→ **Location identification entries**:
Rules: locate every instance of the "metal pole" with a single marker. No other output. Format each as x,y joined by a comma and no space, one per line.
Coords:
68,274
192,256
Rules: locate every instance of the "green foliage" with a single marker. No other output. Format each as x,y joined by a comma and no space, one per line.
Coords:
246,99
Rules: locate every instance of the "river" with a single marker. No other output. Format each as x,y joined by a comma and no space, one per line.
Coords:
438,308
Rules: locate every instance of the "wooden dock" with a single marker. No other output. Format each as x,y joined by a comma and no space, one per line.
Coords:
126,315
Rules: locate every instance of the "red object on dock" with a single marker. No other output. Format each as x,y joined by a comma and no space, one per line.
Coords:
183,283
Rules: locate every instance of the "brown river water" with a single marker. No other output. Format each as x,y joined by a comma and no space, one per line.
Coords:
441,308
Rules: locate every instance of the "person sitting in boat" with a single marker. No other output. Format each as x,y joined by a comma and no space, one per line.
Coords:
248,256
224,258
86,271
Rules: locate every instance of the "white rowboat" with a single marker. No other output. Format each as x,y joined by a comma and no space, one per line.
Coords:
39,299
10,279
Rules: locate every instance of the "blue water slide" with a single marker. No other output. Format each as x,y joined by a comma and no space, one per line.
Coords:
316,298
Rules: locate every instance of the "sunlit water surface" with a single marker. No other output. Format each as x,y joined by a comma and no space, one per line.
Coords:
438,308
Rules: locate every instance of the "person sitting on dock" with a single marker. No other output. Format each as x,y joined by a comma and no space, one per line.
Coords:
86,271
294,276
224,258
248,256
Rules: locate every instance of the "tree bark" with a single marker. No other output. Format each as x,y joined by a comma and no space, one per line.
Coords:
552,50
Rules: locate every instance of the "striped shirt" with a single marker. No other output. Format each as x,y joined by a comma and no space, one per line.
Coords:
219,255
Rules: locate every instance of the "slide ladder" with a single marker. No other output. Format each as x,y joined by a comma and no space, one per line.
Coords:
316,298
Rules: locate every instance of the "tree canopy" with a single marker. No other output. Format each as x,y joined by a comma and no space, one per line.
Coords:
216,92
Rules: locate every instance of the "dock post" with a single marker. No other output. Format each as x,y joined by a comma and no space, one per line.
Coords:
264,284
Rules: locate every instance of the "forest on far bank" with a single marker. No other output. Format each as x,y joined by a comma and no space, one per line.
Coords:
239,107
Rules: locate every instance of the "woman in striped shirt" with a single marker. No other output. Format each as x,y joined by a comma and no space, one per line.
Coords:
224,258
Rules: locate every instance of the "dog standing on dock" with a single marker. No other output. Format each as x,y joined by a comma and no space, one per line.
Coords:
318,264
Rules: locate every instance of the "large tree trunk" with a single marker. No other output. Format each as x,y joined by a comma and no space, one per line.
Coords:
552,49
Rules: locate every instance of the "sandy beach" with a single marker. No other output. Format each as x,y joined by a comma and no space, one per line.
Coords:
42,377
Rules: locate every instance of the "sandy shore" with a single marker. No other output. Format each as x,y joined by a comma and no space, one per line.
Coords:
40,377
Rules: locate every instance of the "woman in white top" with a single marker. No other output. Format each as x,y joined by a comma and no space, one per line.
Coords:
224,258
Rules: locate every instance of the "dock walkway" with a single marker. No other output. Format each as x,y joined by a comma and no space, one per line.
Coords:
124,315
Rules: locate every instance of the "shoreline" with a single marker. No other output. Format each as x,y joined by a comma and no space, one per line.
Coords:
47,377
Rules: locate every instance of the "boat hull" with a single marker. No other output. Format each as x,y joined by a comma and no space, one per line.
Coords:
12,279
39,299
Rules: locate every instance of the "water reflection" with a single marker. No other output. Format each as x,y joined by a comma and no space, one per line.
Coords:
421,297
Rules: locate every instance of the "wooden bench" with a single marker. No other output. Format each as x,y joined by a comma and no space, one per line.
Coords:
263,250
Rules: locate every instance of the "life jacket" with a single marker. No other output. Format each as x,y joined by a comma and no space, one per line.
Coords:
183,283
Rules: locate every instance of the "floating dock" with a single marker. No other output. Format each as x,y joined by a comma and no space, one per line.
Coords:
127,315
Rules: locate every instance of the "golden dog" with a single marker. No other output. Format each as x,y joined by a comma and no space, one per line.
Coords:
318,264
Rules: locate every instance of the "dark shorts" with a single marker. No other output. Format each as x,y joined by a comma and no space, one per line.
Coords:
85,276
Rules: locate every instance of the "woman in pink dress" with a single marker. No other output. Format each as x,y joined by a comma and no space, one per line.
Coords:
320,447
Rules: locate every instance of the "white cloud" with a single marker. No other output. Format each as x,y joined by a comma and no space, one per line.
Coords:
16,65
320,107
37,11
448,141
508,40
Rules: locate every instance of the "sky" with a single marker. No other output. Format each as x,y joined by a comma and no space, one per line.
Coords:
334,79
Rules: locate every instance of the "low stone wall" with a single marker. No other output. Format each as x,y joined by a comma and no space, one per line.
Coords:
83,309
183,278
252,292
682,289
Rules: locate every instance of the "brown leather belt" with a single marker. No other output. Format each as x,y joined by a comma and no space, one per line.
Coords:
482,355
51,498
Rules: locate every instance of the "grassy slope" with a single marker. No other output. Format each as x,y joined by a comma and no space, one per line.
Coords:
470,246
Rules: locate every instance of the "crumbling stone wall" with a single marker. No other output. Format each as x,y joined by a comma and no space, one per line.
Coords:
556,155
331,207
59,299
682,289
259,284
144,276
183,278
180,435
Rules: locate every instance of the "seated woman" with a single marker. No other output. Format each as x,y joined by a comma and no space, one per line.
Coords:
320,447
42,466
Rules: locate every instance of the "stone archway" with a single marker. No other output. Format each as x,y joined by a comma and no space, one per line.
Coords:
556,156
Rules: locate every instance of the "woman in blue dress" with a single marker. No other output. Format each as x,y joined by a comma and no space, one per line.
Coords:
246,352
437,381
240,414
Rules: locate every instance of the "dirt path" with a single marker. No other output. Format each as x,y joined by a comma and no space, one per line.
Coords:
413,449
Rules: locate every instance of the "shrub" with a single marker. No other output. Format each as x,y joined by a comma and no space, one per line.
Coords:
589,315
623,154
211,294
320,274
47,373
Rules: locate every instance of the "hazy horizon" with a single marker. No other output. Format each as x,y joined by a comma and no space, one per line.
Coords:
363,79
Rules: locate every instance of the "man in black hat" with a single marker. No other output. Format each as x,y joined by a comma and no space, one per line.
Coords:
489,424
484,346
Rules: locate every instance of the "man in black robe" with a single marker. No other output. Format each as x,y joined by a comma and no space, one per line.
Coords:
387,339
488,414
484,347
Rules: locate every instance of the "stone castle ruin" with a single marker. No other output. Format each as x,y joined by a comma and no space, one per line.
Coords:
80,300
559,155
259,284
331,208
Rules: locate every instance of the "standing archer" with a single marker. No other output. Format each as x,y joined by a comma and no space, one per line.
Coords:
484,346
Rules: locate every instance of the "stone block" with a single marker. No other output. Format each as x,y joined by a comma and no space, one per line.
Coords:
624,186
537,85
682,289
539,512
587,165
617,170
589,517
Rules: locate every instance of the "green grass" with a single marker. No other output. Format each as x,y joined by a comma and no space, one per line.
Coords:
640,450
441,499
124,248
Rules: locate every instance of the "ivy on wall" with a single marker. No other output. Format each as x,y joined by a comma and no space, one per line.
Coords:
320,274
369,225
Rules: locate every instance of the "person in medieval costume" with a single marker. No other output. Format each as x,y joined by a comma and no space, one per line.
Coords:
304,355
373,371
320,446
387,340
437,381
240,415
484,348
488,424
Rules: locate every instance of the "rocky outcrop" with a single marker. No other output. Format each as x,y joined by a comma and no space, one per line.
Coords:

→ **Problem description**: Extract every line of the entries above that contains the string "striped", copying each one in full.

→ **Task answer**:
Rules: locate every instance of the "striped shirt" with a single marker. No other output. Format each as x,y joined by a comma and no space, one per line.
Rules: locate every instance of the "woman in striped shirt" with a single marker. No other output. Format each as x,y joined by a comma and no space, one per line.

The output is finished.